— start DATA —

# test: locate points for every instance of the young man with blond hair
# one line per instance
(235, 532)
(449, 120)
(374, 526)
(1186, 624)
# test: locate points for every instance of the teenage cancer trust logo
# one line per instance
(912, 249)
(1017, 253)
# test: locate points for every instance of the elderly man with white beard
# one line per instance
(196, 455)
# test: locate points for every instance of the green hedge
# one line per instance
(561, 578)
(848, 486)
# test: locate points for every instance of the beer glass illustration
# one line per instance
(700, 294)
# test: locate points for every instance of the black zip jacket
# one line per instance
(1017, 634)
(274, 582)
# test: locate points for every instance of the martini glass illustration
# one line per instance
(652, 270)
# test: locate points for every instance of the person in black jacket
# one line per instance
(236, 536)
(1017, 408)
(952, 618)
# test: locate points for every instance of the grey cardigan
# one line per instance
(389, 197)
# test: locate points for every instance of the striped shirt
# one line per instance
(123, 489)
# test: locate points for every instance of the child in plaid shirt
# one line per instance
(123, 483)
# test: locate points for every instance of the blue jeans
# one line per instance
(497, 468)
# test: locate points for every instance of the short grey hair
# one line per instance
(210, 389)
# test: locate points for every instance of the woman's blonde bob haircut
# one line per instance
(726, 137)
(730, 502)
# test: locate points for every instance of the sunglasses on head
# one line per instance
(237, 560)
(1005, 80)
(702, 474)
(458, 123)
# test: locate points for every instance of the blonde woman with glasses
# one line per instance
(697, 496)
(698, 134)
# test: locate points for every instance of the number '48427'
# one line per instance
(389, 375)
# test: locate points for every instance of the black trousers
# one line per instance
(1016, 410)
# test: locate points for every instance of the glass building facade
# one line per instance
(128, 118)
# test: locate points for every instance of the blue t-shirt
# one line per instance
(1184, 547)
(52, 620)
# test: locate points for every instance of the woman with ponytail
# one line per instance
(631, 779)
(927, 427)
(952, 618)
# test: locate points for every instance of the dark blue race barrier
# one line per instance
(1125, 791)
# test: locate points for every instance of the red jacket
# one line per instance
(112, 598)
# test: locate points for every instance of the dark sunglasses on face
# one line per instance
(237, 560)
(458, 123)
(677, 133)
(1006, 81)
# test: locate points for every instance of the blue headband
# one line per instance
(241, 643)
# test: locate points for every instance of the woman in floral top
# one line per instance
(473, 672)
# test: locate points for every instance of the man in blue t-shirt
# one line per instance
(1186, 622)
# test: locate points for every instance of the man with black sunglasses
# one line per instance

— end DATA —

EXERCISE DETAILS —
Rewrite every line from the one with "# test: locate points for every instance of the woman with" to the one with "(1186, 622)", both included. Leave the request lines as they are and add -148 to each coordinate in the answer points.

EXERCISE RESPONSE —
# test: locate points for every instance of the woman with ponytail
# one line per instance
(483, 631)
(779, 279)
(804, 470)
# test: locate points for every instance of the dark blue race barrier
# one line per instance
(977, 643)
# test: locate points for every instance of the red jacket
# one line per instance
(-36, 450)
# test: locate points for every instance of the dark sunglasses on face
# one line per instance
(89, 412)
(310, -25)
(529, -15)
(858, -67)
# test: locate points for every instance of the blue headband
# one line per instance
(93, 495)
# test: locate points for every instance of the woman in floral top
# one line per instance
(325, 524)
# test: locate points for every instance of the man in blue t-shirt
# one line per instance
(1038, 474)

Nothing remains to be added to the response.